**** Selected text
In contrast to long-standing practices in transportation design that place primary importance on moving traffic (vehicular throughput), the CSS process emphasizes that transportation facilities should fit their physical settings and preserve scenic, aesthetic, historic and environmental resources, while maintaining safety and mobility. For instance, if a state highway passes through a downtown main street, applying CSS principles would entail creating a street where the movement of vehicles does not impede pedestrian activity and sidewalk commerce, rather than a street that is simply widened and straightened to increase speed, capacity and mobility for vehicles as a singular transportation objective. CSS therefore includes principles for context-sensitive decision-making that place a high value on community input and consensus, and more technical principles of context sensitive design.

When CSS principles are applied to transportation projects, the process involves a much broader range of disciplines than traditional transportation design methods, which rely exclusively on the judgment of traffic engineers. CSS is a collaborative, interdisciplinary approach that involves everyone with a significant stake in the project, such as the residents, businesses and local institutions that will be affected by an intervention or a failure to address the transportation implications of development such as congestion. Rather than approaching these stakeholders at the tail end of the design process in an attempt to gain approval, CSS emphasizes the need to incorporate their feedback from the very outset of the planning and design development processes and during all subsequent stages of construction, operations and maintenance.
********
What the exercise asks:
Copy out the passage on context-sensitive transportation design word for word, with nothing changed.
**** Information
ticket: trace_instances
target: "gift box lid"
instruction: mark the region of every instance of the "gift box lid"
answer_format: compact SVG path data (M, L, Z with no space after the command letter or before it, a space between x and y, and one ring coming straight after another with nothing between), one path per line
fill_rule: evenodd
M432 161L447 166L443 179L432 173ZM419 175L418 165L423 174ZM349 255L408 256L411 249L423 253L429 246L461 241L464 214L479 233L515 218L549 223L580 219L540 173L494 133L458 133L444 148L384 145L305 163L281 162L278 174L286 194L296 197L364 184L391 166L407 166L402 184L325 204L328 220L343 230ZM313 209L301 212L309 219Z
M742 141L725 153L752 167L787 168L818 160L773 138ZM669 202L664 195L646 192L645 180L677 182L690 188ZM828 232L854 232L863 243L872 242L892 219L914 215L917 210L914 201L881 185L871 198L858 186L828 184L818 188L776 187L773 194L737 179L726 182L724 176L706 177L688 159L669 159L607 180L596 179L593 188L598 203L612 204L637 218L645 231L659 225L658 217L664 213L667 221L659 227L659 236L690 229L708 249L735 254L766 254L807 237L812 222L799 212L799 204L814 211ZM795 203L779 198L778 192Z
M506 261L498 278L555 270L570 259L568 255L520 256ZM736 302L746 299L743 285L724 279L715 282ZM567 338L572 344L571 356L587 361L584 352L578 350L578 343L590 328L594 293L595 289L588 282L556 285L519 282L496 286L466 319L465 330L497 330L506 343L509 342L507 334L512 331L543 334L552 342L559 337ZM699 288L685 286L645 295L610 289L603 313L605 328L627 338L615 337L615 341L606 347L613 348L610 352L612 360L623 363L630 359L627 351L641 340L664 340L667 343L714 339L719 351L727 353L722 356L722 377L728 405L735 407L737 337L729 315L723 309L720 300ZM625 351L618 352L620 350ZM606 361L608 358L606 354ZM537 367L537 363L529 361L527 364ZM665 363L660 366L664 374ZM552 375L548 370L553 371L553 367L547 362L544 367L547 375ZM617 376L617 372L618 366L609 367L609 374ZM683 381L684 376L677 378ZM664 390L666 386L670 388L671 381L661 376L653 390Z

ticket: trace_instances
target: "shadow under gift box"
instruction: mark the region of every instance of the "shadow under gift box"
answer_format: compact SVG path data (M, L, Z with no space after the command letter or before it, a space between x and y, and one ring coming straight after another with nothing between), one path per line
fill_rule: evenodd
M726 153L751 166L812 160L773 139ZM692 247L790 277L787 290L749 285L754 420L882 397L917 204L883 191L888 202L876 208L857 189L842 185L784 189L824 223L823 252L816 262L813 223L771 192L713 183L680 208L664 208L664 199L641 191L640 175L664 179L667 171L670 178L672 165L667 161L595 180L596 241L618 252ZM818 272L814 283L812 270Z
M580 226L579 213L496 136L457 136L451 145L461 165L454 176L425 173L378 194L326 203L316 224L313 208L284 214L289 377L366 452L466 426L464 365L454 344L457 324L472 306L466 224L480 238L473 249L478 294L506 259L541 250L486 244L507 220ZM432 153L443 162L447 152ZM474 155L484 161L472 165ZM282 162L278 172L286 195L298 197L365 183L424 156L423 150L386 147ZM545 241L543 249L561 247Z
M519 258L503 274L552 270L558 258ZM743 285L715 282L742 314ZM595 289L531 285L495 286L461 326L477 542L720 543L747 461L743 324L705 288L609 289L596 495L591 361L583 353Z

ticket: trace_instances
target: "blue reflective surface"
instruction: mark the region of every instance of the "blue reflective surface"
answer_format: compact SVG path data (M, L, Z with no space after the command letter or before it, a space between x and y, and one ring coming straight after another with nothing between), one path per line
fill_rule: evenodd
********
Solution for this task:
In contrast to long-standing practices in transportation design that place primary importance on moving traffic (vehicular throughput), the CSS process emphasizes that transportation facilities should fit their physical settings and preserve scenic, aesthetic, historic and environmental resources, while maintaining safety and mobility. For instance, if a state highway passes through a downtown main street, applying CSS principles would entail creating a street where the movement of vehicles does not impede pedestrian activity and sidewalk commerce, rather than a street that is simply widened and straightened to increase speed, capacity and mobility for vehicles as a singular transportation objective. CSS therefore includes principles for context-sensitive decision-making that place a high value on community input and consensus, and more technical principles of context sensitive design.

When CSS principles are applied to transportation projects, the process involves a much broader range of disciplines than traditional transportation design methods, which rely exclusively on the judgment of traffic engineers. CSS is a collaborative, interdisciplinary approach that involves everyone with a significant stake in the project, such as the residents, businesses and local institutions that will be affected by an intervention or a failure to address the transportation implications of development such as congestion. Rather than approaching these stakeholders at the tail end of the design process in an attempt to gain approval, CSS emphasizes the need to incorporate their feedback from the very outset of the planning and design development processes and during all subsequent stages of construction, operations and maintenance.